### SELECTED TEXT
A. Bella and S. Spadaro

Related results for the classes of dually ccc spaces and for that of cellular-
Lindelöf spaces were proved in [16] and [6].

Finally we will construct a space with a diagonal of rank 2, cellularity at most
continuum and cardinality larger than the continuum, thus solving Problem 2
from [1]. Recall that a κ-Suslin Line L is a continuous linear order (endowed
with the order topology) such that c(L) ≤ κ < d(L). The existence of a κ-
Suslin Line for every κ ≥ ω is consistent with ZFC (Jensen proved that it
follows from V = L).

Theorem 2.3. (V = L) There is a space X with a diagonal of rank 2 such
that c(X) ≤ c and |X| ≥ c+.

### INSTRUCTIONS TO FOLLOW
Copy the rank-2 diagonal excerpt from "A. Bella and" to "and |X| ≥ c+.", changing "Suslin" to "Souslin" throughout.

### DATA
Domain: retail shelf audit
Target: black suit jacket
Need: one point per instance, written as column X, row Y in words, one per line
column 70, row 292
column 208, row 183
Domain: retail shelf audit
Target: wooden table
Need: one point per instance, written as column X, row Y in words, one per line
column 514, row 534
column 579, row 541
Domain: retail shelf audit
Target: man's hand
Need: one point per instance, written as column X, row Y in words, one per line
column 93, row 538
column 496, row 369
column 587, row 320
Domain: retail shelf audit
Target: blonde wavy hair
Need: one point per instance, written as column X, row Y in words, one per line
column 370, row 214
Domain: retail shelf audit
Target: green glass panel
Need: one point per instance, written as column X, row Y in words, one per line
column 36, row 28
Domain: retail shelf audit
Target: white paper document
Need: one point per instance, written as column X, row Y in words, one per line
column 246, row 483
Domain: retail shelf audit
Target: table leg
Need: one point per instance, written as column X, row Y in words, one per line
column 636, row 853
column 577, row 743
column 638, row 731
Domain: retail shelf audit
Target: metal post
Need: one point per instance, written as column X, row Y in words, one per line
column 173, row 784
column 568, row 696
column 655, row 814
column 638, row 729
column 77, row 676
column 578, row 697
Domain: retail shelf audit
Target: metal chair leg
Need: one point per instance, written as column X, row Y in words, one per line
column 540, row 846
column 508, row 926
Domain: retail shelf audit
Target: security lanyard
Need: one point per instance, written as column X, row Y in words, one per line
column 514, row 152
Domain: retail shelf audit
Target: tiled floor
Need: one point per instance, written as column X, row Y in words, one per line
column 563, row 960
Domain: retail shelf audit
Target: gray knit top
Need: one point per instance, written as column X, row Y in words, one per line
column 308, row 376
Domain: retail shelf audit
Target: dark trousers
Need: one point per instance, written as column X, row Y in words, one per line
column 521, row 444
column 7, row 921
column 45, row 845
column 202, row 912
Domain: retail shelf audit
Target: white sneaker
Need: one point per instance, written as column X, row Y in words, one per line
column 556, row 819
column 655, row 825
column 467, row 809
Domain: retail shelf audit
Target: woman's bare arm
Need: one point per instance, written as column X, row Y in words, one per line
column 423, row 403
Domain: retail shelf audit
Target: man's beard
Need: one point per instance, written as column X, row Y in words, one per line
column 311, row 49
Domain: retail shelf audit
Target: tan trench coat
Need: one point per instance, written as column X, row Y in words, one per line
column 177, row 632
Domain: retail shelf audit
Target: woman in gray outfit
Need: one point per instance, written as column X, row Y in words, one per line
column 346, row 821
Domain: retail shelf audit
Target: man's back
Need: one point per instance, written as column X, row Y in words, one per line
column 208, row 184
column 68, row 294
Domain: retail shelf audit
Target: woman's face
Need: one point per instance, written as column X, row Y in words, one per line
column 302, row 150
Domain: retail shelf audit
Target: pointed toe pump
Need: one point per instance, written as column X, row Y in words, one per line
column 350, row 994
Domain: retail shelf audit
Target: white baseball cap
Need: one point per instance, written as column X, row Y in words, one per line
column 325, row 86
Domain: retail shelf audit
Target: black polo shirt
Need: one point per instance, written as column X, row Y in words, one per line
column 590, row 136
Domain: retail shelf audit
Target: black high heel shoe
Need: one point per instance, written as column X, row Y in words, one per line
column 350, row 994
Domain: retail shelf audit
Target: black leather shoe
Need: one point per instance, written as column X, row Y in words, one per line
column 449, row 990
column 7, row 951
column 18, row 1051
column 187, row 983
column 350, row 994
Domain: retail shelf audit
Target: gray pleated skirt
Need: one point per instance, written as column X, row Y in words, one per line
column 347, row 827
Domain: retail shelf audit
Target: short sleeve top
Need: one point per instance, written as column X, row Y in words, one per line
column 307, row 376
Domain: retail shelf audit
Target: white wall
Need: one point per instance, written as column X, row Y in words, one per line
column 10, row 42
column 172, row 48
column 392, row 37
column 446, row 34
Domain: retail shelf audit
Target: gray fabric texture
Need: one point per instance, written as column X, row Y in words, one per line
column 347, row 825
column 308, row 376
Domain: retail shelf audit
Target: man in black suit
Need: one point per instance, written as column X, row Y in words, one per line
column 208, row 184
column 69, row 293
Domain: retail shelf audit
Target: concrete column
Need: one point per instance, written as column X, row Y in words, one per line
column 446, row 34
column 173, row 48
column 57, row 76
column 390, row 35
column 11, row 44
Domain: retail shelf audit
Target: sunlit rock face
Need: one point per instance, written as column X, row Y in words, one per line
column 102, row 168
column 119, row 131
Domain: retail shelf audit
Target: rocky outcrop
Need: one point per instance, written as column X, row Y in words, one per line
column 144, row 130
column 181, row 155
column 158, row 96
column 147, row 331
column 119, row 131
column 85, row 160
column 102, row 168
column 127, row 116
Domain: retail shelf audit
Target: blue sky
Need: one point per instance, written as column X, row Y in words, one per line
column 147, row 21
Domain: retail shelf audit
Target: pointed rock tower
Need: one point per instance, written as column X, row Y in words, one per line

### REPLY
A. Bella and S. Spadaro

Related results for the classes of dually ccc spaces and for that of cellular-
Lindelöf spaces were proved in [16] and [6].

Finally we will construct a space with a diagonal of rank 2, cellularity at most
continuum and cardinality larger than the continuum, thus solving Problem 2
from [1]. Recall that a κ-Souslin Line L is a continuous linear order (endowed
with the order topology) such that c(L) ≤ κ < d(L). The existence of a κ-
Souslin Line for every κ ≥ ω is consistent with ZFC (Jensen proved that it
follows from V = L).

Theorem 2.3. (V = L) There is a space X with a diagonal of rank 2 such
that c(X) ≤ c and |X| ≥ c+.